New York Times issues scathing reviews of Omid Scobie's book Endgame

First reviews of Omid Scobie’s book Endgame: New York Times says it’s ‘like a press release cooked up by ChatGPT’ that will leave readers ‘disappointed’, and its slated by The Independent for ‘painting Harry and Meghan in a relentless saintly light’

The usually Sussex-sympathising New York Times is withering about Omid Scobie’s new book, declaring that Harry and Meghan’s favoured journalist does them ‘no favours’.

In a pithy review of Endgame, the liberal US newspaper claims a chapter on the couple even ‘reads like a press release cooked up by ChatGPT’.

It also says the book, out tomorrow, ‘is not all that different from what Harry presented in “Spare”,’ and ‘is devoted to setting the record straight on petty slights against the Sussexes’.

America’s first review of the book adds: ‘Readers hoping for a final death blow of gossip will be disappointed. We’ve heard much of it before. From Fergie, from Diana, from Charles, from Harry, from Harry, from Harry again’.

It came as the similarly left-leaning Independent news website in the UK claims ‘he paints Meghan and Harry in a relentless saintly light’.

^^^^

#### [Your tasks]
**a.** In the article about Omid Scobie's book, what does the New York Times say a chapter on Harry and Meghan reads like?
**b.** Please translate this sentence from the article about Omid Scobie's book into Spanish: "In a pithy review of Endgame, the liberal US newspaper claims a chapter on the couple even ‘reads like a press release cooked up by ChatGPT’."
Answer from the article about Omid Scobie's book alone.

^^^^

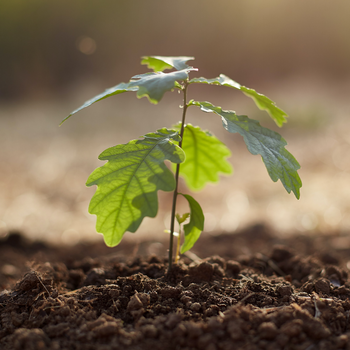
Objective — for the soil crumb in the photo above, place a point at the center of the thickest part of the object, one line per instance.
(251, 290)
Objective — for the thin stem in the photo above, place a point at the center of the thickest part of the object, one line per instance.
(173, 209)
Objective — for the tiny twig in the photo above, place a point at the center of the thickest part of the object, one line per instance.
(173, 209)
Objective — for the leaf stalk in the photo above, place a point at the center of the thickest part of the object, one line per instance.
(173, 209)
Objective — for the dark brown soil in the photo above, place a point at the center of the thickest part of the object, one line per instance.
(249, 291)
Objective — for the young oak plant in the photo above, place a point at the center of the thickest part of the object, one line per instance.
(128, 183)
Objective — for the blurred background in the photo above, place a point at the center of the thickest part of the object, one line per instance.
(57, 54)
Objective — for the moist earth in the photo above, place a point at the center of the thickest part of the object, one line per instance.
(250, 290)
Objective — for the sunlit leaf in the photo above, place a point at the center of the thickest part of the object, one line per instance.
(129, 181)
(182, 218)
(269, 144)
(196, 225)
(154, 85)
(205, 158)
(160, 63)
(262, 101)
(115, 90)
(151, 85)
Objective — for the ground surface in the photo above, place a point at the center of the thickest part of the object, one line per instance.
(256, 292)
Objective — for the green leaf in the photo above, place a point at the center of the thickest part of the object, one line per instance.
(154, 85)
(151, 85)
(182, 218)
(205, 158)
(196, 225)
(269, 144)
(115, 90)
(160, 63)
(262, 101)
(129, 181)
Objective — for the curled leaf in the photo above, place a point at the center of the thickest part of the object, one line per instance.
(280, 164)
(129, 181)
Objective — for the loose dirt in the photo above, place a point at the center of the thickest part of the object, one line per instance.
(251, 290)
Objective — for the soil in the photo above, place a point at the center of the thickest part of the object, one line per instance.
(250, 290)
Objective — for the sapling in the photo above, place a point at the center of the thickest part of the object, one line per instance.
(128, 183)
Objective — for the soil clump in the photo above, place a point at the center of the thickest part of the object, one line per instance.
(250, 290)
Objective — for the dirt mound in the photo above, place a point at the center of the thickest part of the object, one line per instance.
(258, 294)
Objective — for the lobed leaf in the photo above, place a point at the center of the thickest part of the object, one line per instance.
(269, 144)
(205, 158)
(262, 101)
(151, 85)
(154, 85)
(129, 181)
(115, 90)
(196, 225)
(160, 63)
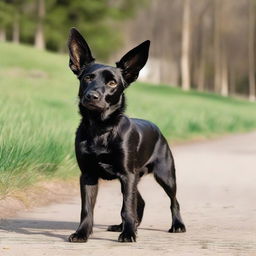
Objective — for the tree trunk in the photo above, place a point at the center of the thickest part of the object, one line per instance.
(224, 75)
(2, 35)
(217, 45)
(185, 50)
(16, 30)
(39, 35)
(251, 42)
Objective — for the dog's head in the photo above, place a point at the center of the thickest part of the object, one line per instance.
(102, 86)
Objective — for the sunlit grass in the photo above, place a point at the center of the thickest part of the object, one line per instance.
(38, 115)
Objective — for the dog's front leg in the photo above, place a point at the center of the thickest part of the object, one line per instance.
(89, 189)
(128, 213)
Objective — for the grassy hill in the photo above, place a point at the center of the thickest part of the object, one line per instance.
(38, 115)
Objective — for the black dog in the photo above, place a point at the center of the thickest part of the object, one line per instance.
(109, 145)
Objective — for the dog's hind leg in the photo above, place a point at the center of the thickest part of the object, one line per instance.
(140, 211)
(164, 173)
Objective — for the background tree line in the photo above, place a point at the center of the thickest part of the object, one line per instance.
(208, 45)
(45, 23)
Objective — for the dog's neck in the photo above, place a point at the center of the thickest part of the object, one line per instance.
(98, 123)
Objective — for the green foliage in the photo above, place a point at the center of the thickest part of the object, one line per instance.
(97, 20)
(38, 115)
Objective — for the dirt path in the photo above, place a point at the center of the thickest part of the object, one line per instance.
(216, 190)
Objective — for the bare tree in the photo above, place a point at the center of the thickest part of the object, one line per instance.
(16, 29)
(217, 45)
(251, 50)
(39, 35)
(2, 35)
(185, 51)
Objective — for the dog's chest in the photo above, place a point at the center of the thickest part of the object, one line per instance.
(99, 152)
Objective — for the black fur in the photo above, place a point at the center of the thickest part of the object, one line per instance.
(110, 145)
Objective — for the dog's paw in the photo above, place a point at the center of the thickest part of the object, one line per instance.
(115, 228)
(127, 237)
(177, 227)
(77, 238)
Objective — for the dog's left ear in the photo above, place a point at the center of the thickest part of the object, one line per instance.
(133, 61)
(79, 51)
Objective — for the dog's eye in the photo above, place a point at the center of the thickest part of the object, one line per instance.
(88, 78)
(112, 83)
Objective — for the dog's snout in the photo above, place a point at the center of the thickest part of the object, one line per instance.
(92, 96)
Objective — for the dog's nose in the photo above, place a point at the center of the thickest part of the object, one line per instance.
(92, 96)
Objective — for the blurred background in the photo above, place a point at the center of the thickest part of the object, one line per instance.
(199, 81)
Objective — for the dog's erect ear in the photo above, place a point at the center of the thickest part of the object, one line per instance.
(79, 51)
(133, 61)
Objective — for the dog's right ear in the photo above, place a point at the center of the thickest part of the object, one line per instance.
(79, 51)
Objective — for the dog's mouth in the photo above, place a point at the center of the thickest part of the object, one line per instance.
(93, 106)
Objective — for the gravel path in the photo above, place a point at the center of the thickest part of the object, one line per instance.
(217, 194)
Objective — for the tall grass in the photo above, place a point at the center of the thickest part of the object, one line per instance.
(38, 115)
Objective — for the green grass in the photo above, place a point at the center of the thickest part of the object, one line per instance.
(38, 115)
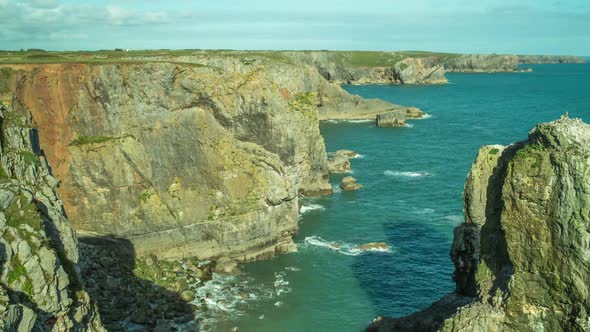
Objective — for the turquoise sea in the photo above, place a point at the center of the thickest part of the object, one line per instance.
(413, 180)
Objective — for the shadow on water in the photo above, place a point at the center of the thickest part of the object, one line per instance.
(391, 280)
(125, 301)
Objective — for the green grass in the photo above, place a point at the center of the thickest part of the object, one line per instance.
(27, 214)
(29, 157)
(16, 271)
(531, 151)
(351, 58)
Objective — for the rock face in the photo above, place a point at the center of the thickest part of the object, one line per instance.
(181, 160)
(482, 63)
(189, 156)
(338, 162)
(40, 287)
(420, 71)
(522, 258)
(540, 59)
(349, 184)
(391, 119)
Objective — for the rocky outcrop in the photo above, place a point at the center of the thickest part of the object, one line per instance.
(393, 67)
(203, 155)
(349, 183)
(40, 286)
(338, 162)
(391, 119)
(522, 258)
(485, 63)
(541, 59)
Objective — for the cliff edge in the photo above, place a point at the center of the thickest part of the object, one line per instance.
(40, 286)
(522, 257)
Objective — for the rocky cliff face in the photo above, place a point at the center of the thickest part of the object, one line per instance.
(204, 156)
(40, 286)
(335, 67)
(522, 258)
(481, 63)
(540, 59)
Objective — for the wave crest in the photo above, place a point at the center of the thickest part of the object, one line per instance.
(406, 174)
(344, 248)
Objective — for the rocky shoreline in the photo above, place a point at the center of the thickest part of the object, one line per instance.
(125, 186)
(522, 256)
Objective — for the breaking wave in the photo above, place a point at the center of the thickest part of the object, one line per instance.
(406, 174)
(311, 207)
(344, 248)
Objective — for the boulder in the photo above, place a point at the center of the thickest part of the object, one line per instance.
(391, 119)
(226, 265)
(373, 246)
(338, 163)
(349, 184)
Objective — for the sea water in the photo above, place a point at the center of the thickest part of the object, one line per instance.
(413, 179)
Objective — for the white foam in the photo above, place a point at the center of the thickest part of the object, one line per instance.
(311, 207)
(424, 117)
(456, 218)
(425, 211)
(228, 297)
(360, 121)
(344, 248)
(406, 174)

^^^^

#### [Exercise responses]
**a.** A press release cooked up by ChatGPT.

**b.** En una concisa reseña de Endgame, el periódico liberal estadounidense afirma que un capítulo sobre la pareja incluso «parece un comunicado de prensa elaborado por ChatGPT».